The tasks ::
a – Transcribe the sensor log assignment word for word, starting at the words "2021-02-01 18:03:57 rebooting" and ending after "these log files.".
b – Does the sensor log assignment support each statement below? Answer yes or no for each, and quote the words from the assignment that settle it.
(i) The logging program reads each of the five temperature sensors once every hour.
(ii) Positive temperature readings in the logs are written with an explicit + sign.
(iii) The script has to check whether it has permission to access the directory and the log files.
c – Can you write the next part of the sensor log assignment, beginning right after its last sentence?

Text extract ::
The log files that we will be using for this assignment is available under the directory hierarchy of

/home/2013/jdsilv2/206/m3/sensorlogs. Please note that this directory may not be accessible through FileZilla,

etc. It is primarily meant to be accessed from the Unix command line in mimi. These will also be the files that TAs

will be using to test your scripts.

The log files are generated by a program that reads five different temperature sensors, once every hour (24 readings in

a given day) and records these readings. If it was unable to read a particular sensor, it will indicate the corresponding

sensor’s reading as ERROR. Along with this, the program also logs various other information (such as rebooting sensors,

etc.) which we are not concerned with.

A sample output of one of these log files is given below. (truncated for brevity). You can deduce the message formats

from the log files given to you as part of this assignment. Please note that positive temperature readings do not have

an explicit + sign associated with them. For simplicity, you can assume that the temperature values are limited in

the range of 100.00 to -100.00, inclusive.

2021-02-01 00:02:07 sensor readouts -12.35 -11.90 -11.97 -11.05 -11.65

1

2021-02-01 01:03:01 rebooting sensor 4

2021-02-01 01:03:02 sensor readouts -13.85 -11.90 -12.97 ERROR -11.65

2021-02-01 02:04:00 rebooting sensor 5

...

2021-02-01 18:03:57 rebooting sensor 2

2021-02-01 18:08:47 rebooting sensor 3

2021-02-01 18:12:00 sensor readouts -10.35 ERROR ERROR -7.05 -3.65

2021-02-01 19:04:22 sensor readouts -11.85 -7.40 -6.97 -7.55 -4.15

...

2021-02-01 23:00:39 sensor readouts -12.85 -10.90 -7.47 -10.55 -8.65

You will be writing a shell script dataformatter.sh that would process these log files.

1. (1 Point) The shell script is expected to be given the name of a directory, under which it will start the search

for log files whose names are of the form sensordata-*.log as its argument. (Do not hard code the directory

name in your script).

If the script is not invoked with the correct number of arguments, it should throw an usage message and

terminate with a code of 1.

$ ./dataformatter.sh

Usage ./dataformatter.sh sensorlogdir

2. (1 Point)

If the passed argument is not a valid directory name, it should throw an error message and terminate with

code 1. For this particular situation (and only here), the error message must be send to the standard error

and not the standard output.

$ ./dataformatter.sh /nosuchdir

Error! /nosuchdir is not a valid directory name

You do not have to explicitly check if you have the permissions to access the directory or the log files.

3. (2 Points) Within the shell script, use an appropriate Unix command to look for files starting under the

given directory hierarchy that matches the specific file name pattern mentioned above (keep in mind that the

log files might be under some subdirectories, etc.). Each log file only contains the information for that specific

day. And each day has its own log file and never spread across multiple log files. No points are awarded for

this question even if you miss one valid log file or include files which does not follow the pattern given to you.

Dataset rows ::
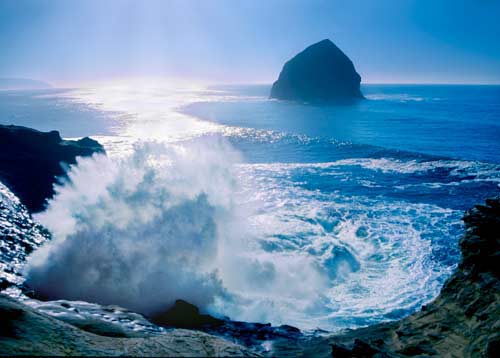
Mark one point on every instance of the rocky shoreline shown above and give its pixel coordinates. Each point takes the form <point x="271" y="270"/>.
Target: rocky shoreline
<point x="464" y="320"/>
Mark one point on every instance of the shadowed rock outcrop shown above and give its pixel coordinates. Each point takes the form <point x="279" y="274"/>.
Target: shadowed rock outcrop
<point x="25" y="331"/>
<point x="322" y="72"/>
<point x="30" y="161"/>
<point x="464" y="321"/>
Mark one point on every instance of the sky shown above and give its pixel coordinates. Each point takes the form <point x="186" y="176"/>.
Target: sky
<point x="240" y="41"/>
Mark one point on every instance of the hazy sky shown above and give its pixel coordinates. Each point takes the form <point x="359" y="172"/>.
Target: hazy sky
<point x="247" y="41"/>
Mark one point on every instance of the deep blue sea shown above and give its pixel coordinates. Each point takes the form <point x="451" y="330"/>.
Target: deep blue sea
<point x="318" y="216"/>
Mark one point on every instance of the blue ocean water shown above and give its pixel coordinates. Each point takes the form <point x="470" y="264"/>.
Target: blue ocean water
<point x="347" y="215"/>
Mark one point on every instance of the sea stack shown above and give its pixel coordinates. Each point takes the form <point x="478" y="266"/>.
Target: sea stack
<point x="322" y="72"/>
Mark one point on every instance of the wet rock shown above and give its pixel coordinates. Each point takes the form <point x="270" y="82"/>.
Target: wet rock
<point x="30" y="161"/>
<point x="464" y="320"/>
<point x="26" y="331"/>
<point x="184" y="315"/>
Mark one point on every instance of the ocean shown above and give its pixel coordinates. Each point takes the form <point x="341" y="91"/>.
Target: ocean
<point x="317" y="216"/>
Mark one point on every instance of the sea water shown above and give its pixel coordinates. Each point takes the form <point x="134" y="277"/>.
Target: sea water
<point x="318" y="216"/>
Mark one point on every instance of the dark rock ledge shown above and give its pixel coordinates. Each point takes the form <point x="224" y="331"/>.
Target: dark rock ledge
<point x="31" y="161"/>
<point x="464" y="321"/>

Task answers ::
a –
2021-02-01 18:03:57 rebooting sensor 2

2021-02-01 18:08:47 rebooting sensor 3

2021-02-01 18:12:00 sensor readouts -10.35 ERROR ERROR -7.05 -3.65

2021-02-01 19:04:22 sensor readouts -11.85 -7.40 -6.97 -7.55 -4.15

...

2021-02-01 23:00:39 sensor readouts -12.85 -10.90 -7.47 -10.55 -8.65

You will be writing a shell script dataformatter.sh that would process these log files.

b –
(i) Yes: "reads five different temperature sensors, once every hour"
(ii) No: "positive temperature readings do not have an explicit + sign associated with them"
(iii) No: "You do not have to explicitly check if you have the permissions to access the directory or the log files."

c –
4. (8 Points) For each log file found, you should produce an output of the following format that contains only

the temperature information from the sensors along with a header. (Truncated for brevity). As you can see,

a more structured format like this could be easily used by applications that visualize data, etc.

Processing sensor data set for <full path to the filename here>

Year,Month,Hour,Sensor1,Sensor2,Sensor3,Sensor4,Sensor5

2021,02,01,00,-12.35,-11.90,-11.97,-11.05,-11.65

2021,02,01,01,-13.85,-11.90,-12.97,-11.05,-11.65

2021,02,01,02,-14.35,-11.90,-13.47,-12.55,-11.65

...

2021,02,01,22,-12.85,-9.40,-7.47,-10.05,-7.15

2021,02,01,23,-12.85,-10.90,-7.47,-10.55,-8.65

====================================

The script is basically only including the year, month, day and hour information, followed by the temperature

reported by each sensor at that time. If a sensor’s reading is ERROR in the original log file for that particular

time, the script must instead output the previous readout for that sensor. Such “data cleaning” steps are

necessary to use data sets with many analytical applications that cannot work with missing data.

For simplicity, you can assume that the first readout for all the sensors in a given day does not error out. The

output should follow the same order of time as in the original log file.

When you are processing multiple logfile, you can process them in any order.

5. (4 Points) Immediately following the previous output produced from a log file, the script should produce the

statistics as to what was the maximum temperature reported for a given hour and which sensor reported it,

2

as well as the minimum temperature and the sensor responsible for that. The format is given below. For this

report, it is important to ignore the sensors that has reported error for that hour and consider

only the sensors that were functioning and produced a valid reading in that hour.

Readout statistics

Year,Month,Hour,MaxTemp,MaxSensor,MinTemp,MinSensor

2021,01,30,00,-8.28,Sensor5,-10.22,Sensor4

2021,01,30,01,-8.28,Sensor5,-11.22,Sensor4

2021,01,30,02,-8.30,Sensor2,-11.78,Sensor3

...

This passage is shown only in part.